▶ _Your task_: In the data below, find the line containing "arm in the photo below."; reproduce that line and all subsequent lines exactly, and nothing else.

▶ _Available data_:

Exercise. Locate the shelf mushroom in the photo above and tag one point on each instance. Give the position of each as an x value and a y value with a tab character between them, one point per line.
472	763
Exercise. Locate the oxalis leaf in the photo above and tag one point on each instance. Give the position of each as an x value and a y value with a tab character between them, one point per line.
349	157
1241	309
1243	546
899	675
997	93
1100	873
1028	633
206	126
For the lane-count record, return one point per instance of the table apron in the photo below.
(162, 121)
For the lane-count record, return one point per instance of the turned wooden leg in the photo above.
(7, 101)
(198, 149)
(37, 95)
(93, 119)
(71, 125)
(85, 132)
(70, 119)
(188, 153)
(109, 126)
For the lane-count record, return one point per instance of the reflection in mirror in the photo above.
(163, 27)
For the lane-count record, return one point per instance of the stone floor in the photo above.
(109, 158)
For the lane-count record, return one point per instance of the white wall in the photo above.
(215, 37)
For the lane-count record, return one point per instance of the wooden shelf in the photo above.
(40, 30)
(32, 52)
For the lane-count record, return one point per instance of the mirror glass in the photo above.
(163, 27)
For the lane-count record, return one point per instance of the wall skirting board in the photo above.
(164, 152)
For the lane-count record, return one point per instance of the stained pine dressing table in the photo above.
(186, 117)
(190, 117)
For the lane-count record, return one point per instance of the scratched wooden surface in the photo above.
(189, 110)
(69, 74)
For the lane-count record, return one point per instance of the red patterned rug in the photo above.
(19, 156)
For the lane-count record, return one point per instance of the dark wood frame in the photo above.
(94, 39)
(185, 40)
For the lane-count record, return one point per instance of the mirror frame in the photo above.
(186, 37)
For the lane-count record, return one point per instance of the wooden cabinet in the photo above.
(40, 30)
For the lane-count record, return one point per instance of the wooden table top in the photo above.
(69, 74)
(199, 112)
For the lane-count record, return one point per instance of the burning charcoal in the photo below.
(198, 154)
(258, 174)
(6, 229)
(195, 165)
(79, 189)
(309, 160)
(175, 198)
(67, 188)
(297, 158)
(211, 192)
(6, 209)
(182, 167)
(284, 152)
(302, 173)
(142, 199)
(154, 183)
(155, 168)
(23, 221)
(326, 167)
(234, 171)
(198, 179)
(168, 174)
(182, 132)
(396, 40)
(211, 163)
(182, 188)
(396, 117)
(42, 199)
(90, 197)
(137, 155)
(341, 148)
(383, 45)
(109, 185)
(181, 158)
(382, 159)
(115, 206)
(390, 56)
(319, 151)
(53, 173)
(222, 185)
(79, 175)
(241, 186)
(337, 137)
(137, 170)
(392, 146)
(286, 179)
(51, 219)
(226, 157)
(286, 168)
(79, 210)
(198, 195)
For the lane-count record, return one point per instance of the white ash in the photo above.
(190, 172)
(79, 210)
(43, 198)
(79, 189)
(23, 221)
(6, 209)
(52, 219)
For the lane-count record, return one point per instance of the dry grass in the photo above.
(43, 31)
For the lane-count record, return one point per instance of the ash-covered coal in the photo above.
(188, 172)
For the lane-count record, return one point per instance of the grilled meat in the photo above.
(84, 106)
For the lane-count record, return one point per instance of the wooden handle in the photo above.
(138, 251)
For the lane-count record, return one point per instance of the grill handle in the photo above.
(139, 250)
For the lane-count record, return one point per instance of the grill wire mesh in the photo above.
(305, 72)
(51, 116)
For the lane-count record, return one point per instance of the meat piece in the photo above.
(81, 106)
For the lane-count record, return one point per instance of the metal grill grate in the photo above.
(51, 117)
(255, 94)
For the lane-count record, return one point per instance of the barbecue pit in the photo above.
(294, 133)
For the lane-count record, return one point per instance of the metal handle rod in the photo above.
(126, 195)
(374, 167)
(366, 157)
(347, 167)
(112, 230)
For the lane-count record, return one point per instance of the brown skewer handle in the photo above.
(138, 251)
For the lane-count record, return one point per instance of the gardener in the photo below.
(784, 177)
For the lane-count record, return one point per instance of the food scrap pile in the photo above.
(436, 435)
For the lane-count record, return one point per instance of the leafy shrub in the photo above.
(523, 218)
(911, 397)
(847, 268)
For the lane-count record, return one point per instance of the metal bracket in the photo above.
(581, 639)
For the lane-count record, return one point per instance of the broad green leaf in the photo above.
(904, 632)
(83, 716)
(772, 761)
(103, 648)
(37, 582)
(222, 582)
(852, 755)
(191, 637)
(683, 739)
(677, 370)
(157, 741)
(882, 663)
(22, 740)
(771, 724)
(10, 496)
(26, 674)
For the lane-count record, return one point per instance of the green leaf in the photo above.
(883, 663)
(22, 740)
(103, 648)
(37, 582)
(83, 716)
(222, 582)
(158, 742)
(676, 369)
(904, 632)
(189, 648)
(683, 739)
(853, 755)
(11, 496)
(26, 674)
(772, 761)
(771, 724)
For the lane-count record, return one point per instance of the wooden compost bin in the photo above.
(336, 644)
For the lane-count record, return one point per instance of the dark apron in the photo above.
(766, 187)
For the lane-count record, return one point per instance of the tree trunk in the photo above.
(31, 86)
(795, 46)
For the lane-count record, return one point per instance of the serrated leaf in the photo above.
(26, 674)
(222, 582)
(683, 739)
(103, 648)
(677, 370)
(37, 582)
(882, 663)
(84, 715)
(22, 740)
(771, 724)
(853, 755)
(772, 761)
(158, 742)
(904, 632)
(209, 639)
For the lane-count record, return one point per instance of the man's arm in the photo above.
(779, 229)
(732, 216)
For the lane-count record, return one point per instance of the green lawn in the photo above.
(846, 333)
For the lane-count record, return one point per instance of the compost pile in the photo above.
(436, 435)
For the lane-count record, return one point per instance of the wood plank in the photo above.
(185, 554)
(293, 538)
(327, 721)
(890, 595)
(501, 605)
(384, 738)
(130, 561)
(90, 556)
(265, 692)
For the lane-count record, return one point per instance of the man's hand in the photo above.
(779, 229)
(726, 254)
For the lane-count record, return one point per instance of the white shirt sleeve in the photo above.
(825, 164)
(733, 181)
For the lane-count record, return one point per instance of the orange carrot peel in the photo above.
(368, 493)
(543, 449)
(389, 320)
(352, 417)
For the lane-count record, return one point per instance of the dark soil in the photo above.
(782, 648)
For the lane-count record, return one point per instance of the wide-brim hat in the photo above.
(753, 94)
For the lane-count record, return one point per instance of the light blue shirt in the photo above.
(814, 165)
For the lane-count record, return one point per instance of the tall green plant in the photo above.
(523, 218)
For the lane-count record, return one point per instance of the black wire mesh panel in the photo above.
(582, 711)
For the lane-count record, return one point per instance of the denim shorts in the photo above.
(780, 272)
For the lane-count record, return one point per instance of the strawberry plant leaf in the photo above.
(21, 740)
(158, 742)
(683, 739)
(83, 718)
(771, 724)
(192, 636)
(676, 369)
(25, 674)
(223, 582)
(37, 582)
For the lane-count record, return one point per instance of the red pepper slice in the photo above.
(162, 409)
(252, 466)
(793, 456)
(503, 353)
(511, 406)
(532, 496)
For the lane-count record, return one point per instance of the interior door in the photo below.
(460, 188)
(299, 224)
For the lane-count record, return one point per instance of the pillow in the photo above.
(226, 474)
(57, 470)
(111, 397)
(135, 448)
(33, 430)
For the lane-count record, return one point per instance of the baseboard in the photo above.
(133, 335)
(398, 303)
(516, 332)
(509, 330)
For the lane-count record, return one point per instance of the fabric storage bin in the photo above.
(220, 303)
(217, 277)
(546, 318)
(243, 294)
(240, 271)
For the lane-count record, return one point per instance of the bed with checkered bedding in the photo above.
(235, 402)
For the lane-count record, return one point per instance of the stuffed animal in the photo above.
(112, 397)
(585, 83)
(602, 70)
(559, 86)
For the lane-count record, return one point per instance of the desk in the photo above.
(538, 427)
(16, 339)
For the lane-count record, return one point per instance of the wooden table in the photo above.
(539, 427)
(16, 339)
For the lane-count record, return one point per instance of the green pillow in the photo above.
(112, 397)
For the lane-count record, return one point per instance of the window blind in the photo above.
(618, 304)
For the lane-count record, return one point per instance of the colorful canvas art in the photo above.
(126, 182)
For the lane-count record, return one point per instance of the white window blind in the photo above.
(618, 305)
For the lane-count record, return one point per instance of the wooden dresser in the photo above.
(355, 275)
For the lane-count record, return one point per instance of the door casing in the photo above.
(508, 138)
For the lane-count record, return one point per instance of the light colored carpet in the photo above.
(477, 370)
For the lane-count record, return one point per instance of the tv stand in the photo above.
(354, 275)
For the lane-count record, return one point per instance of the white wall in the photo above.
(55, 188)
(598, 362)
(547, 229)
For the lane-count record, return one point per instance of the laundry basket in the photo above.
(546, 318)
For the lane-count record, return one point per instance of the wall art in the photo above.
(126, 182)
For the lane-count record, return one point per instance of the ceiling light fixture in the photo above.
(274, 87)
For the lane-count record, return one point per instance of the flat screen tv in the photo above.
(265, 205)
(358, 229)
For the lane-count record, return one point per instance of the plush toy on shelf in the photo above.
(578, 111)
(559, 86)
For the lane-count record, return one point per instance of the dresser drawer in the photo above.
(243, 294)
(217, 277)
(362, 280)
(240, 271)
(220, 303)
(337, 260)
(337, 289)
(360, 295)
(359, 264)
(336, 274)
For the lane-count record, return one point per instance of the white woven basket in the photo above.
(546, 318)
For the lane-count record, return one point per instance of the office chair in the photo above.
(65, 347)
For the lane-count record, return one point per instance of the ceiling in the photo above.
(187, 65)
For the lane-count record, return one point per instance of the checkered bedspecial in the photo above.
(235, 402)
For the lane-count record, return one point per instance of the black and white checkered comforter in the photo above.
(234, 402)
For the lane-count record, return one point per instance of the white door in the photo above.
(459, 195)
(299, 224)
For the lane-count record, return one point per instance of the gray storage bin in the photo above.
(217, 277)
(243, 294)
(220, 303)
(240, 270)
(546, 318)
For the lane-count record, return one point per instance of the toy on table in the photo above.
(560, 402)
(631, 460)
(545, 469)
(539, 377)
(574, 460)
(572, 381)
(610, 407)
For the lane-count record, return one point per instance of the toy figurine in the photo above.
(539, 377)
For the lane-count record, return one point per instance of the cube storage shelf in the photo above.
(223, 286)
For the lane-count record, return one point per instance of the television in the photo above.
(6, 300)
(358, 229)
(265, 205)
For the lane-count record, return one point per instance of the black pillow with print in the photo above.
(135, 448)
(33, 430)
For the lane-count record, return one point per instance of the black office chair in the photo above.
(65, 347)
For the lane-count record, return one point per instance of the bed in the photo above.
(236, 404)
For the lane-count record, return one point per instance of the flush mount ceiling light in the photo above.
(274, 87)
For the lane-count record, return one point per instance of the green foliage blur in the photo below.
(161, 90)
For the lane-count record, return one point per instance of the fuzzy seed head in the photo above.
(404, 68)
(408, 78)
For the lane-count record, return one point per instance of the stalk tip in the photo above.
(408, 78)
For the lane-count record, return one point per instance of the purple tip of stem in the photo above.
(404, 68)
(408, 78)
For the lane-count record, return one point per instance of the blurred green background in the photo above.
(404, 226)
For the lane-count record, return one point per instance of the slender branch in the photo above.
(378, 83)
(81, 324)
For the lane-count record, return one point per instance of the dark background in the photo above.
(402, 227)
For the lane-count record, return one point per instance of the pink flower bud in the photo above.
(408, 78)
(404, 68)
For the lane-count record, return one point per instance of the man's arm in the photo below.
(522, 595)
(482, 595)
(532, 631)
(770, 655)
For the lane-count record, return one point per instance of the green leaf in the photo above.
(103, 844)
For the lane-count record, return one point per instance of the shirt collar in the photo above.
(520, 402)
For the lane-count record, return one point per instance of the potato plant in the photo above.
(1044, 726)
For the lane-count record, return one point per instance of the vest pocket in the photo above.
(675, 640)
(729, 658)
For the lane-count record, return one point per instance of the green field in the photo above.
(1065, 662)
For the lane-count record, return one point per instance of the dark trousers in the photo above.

▶ _Written solution_:
For the lane-count record, return one point per instance of the man's arm in the photo below.
(522, 595)
(482, 595)
(532, 631)
(770, 655)
For the lane-count record, return one point per instance of the green leaf in the photo above.
(103, 844)
For the lane-count record, return one point per instance of the shirt collar in the photo above.
(520, 402)
For the lane-count record, return one point per instance of the potato plant in the photo above.
(1044, 726)
For the lane-count record, return one point per instance of the vest pocket in the photo above.
(675, 640)
(729, 658)
For the lane-count record, return one point per instance of the green field in the photo above.
(1065, 662)
For the lane-count record, return one point per instance of the dark trousers in the photo above.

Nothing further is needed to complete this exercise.